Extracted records
▬▬▬▬▬▬▬▬▬▬

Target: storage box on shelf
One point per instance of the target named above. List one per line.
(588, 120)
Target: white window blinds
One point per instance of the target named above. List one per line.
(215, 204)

▬▬▬▬▬▬▬▬▬▬

- [Exercise brief]:
Could you return the data above exactly as it stands?

- [Answer to this exercise]:
Target: storage box on shelf
One point per instance of the target named above. List one per line.
(588, 120)
Target: white window blinds
One point per instance of the target named above. List one per line.
(215, 204)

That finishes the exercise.